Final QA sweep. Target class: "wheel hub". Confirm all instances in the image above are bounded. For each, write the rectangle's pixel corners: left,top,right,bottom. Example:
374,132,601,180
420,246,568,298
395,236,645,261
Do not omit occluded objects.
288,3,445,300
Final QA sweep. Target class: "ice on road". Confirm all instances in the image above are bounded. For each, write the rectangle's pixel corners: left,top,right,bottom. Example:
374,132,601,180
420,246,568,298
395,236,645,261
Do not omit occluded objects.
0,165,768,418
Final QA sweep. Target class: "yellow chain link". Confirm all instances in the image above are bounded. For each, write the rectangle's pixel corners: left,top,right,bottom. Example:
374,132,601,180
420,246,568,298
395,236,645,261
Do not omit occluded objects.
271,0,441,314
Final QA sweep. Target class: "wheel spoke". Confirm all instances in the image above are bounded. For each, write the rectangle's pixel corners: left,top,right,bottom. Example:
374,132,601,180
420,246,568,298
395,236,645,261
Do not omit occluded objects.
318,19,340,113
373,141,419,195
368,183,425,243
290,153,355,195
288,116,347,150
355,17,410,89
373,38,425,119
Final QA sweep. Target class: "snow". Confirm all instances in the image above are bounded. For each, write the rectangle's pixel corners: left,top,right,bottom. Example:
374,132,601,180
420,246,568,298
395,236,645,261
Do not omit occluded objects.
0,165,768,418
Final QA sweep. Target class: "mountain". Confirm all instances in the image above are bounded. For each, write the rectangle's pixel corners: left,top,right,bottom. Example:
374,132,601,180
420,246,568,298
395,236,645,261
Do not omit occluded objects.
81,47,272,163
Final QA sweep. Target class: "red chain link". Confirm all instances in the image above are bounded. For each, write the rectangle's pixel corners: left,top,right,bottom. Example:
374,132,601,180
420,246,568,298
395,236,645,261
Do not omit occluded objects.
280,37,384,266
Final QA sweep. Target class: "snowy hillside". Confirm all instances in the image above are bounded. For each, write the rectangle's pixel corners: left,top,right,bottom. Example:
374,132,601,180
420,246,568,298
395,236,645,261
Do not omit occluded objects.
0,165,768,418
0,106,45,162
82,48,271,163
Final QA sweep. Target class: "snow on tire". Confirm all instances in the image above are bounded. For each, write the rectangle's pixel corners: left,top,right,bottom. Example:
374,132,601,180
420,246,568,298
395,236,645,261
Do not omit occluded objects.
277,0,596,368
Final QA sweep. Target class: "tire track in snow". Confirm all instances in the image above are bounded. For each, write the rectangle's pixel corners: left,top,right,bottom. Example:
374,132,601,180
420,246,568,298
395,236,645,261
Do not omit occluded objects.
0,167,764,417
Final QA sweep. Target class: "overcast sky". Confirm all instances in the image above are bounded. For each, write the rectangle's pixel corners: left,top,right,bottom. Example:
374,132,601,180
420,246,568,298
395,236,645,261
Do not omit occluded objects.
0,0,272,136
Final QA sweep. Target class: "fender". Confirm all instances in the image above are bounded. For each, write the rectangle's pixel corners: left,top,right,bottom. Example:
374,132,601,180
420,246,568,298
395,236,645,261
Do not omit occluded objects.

Prompt →
Identify every line in the rows above that contains the string "tire". Copy each such line in full.

Solution for this exercise →
Final QA sweep. Target class: "snow on tire". Confirm all instances in the image above are bounded. For each, write the rectangle's pixel corners: left,top,right,bottom. Example:
Final QA sweep. Target class: "tire track in snow". Confirm all instances in the image above are bounded. For each, write the rectangle's pixel corners: left,top,right,bottom. Example:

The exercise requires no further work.